Angesprochen auf Erfolgsrezepte und den Reiz für potentielle Neuzugänge nennt Rangnick gerne "bundesligareife Bedingungen", die "sportliche Perspektive" oder dass man fast "ausschließlich junge Spieler verpflichtet". Dass aber auch von Spitzenvereinen umworbene Talente wie der Däne Yussuf Poulsen, Joshua Kimmich oder eben Palacios Martinez alleine deshalb nach Leipzig kommen oder einfach nur seinem guten Ruf folgen, glaubt natürlich auch Rangnick nicht wirklich. "Ohne finanzielle Voraussetzungen geht es im Profifußball nicht", lautet seine milde Umschreibung der viel kritisierten Tatsache, dass der hinter allem stehende "Red Bull"-Konzern das Leipziger Projekt mit gehörigem finanziellen Aufwand Richtung Bundesliga schiebt.

Das wird  nicht allein an den jüngsten Transferausgaben deutlich. Noch weit mehr investiert "Red Bull" in ein neues Leistungszentrum in Leipzig. 35 Millionen Euro soll der Komplex kosten, dessen Bau der Stadtrat im vergangenen Monat ohne Murren durchgewunken hat. Die Messestadt legt den Roten Bullen seit langem den gleichfarbigen Teppich aus. Auch viele fußballinteressierte Leipziger, der ewigen und oft eskalierten Konflikte zwischen den beiden Traditionsklubs Sachsen und Lok überdrüssig, haben das Projekt RB mit offenen Armen empfangen. Und das Interesse wächst spürbar. RB ist ein Retortenklub, aber kein Retortenklub, der vor leeren Rängen spielt. Über 13.000 Zuschauer verfolgten durchschnittlich die Spiele dieser Saison - der zweitbeste Besuch nach dem MSV Duisburg und mehr als doppelt so viele wie im Ligadurchschnitt. Das Stadion, das längst auf den nur konsequenten Namen "Red Bull Arena" hört, fasst freilich noch mehr: Die WM-Spielstätte von 2006, die schon heute die Voraussetzungen für die Bundesliga erfüllt, bietet Platz für über 44.000.

Achillesferse Vereinssatzung?

Die Infrastruktur ist oder wird also für 2015 gerüstet. Womöglich aber droht dem Verein von ganz anderer Seite aktuell Ungemach. Die scheinbar nicht aufzuhaltenden Bullen bieten einigen Kritikern zufolge eine Achillesferse: die Vereinsstruktur. Die Satzung des Klubs schreibt z.B. vor, dass die Mitglieder den mächtigen Ehrenrat gleich auf die verblüffend lange Dauer von sieben Amtsjahren wählen. Vor allem aber sind es die Zugangsschranken für potentielle Neu-Mitglieder, die  für Missfallen sorgen. Wer sich von der Hürde der angesetzten 100 Euro Aufnahme- und sage und schreibe 800 Euro Jahresgebühr noch nicht hat schrecken lassen, ist bei RB nämlich noch nicht am Ziel. Jeder Antrag auf Mitgliedschaft kann nach bis zu einem halben Jahr und ohne Angaben von Gründen abgelehnt werden. Das ist an sich kein außergewöhnlicher Passus, ähnlich findet er sich auch bei Traditionsvereinen. Nur haben die oft Tausende von stimmberechtigten Mitgliedern. Bei RB sind es derzeit: neun.

········

- GESTELLTE AUFGABE 1
Wie viel soll das neue Leistungszentrum laut dem Text über RB Leipzig kosten?
- GESTELLTE AUFGABE 2
Prüfe, ob die folgenden Aussagen mit dem Text über RB Leipzig übereinstimmen, und antworte jeweils mit Ja oder Nein samt den entscheidenden Worten aus dem Text: (a) Der Stadtrat hat dem Bau des Leistungszentrums zugestimmt. (b) Das Stadion bietet Platz für weniger Zuschauer, als im Schnitt die Spiele dieser Saison besucht haben. (c) Die Jahresgebühr für Mitglieder beträgt 100 Euro.
- GESTELLTE AUFGABE 3
Setze den Text über RB Leipzig nach seinem letzten Satz fort.
Die Einträge stammen aus einer anderen Quelle als der Text über RB Leipzig.

········

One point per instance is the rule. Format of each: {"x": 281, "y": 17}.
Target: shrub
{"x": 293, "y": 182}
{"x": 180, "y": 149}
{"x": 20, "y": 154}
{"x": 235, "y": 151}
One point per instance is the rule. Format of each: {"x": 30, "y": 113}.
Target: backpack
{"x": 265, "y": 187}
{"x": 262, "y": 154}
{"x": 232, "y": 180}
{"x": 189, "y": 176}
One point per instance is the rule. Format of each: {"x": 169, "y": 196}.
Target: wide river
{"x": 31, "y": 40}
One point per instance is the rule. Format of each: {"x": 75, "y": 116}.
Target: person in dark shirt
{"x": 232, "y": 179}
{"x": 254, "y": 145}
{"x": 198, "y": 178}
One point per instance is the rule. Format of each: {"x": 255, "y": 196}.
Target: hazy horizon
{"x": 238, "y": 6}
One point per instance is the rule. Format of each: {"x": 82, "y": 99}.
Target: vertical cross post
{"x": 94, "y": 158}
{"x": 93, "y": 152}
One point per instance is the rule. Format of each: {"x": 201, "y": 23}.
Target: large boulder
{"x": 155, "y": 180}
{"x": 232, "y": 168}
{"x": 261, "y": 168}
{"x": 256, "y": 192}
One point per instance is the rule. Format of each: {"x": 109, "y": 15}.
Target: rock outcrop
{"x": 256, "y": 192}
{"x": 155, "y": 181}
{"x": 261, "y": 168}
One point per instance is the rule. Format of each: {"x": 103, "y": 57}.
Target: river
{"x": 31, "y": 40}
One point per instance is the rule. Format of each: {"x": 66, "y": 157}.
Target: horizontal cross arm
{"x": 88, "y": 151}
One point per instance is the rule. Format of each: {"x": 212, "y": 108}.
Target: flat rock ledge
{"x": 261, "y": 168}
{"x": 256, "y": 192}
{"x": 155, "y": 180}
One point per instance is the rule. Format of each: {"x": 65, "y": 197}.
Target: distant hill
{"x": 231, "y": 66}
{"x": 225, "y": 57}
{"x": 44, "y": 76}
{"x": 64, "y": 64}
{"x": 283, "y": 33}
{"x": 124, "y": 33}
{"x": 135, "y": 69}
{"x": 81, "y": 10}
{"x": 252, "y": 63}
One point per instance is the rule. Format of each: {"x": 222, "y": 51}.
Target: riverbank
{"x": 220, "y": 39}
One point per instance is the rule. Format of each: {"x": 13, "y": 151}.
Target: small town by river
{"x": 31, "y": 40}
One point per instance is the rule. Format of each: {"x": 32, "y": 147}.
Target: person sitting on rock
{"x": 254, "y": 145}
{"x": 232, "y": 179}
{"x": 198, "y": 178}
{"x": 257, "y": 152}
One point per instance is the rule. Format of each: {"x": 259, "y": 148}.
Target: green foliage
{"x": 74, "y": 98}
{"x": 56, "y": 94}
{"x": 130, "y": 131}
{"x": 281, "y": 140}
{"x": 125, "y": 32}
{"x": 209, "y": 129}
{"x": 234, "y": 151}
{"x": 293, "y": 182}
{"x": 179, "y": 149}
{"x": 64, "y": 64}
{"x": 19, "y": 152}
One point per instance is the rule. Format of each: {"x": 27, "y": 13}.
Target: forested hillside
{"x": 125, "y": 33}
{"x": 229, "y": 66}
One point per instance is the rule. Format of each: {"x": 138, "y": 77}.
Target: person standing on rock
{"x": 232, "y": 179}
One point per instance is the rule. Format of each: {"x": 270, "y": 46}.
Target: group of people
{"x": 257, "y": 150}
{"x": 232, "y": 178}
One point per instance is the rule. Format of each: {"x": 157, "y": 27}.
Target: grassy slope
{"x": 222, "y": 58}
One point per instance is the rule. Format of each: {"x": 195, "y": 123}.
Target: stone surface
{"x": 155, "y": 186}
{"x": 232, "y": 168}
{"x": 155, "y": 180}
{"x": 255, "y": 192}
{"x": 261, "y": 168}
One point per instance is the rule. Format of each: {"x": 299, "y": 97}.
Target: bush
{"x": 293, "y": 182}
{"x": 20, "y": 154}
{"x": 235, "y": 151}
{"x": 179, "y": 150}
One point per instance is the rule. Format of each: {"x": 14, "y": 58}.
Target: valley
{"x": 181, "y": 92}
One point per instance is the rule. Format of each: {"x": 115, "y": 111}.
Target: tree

········

- ANTWORT ZUR AUFGABE 1
35 Millionen Euro.

- ANTWORT ZUR AUFGABE 2
(a) Ja: „dessen Bau der Stadtrat im vergangenen Monat ohne Murren durchgewunken hat“
(b) Nein: „bietet Platz für über 44.000“
(c) Nein: „100 Euro Aufnahme- und sage und schreibe 800 Euro Jahresgebühr“

- ANTWORT ZUR AUFGABE 3
Als Andreas Rettig, seines Zeichens Geschäftsführer der DFL, jüngst auf einem Fankongress in Berlin verlautbaren ließ, dass Investoren willkommen seien, sich aber "an die Spielregeln halten" müssten, "die Mitwirkungsmöglichkeit des Mitgliedes nicht eingeschränkt werden darf" und "wenn Eintrittsbarrieren für Mitglieder bestehen, wir ganz genau hinschauen", dürften nicht wenige hellhörig geworden sein. Rettig nannte zwar keinen Adressaten seiner Worte, verstanden haben aber alle in Berlin, wer gemeint war. Nur saß in Berlin mit den vor allem die Traditionsklubs unterstützenden Fans nicht gerade eine Klientel, die als glühende Anhänger des Projektes RB identifiziert werden kann. Gut möglich also, dass Rettig seiner kritischen Zuhörerschaft nur ein wenig Honig um den Bart geschmiert hat. Zumal die Mitglieder-Akquise der Vereine in den DFL-Statuten nicht näher geregelt ist. Und: Beim DFB hatte man zuletzt keine Bedenken, die Lizenz für die 3. Liga wurde im vergangenen Jahr anstandslos durchgewunken.

Das Problem mit "50+1"

In Leipzig begegnete man bisher den "Empfehlungen" zur Modifikation der Satzung so auch durchaus mit einer gewissen Gelassenheit. Das dürfte auch daran liegen, dass die viel diskutierte "50+1-Regel" auf RB eigentlich nicht anwendbar ist. Diese gilt nämlich nur für vom Mutterverein ausgegliederte Kapitalgesellschaften, RB jedoch ist in der Rechtsform des e.V. organisiert.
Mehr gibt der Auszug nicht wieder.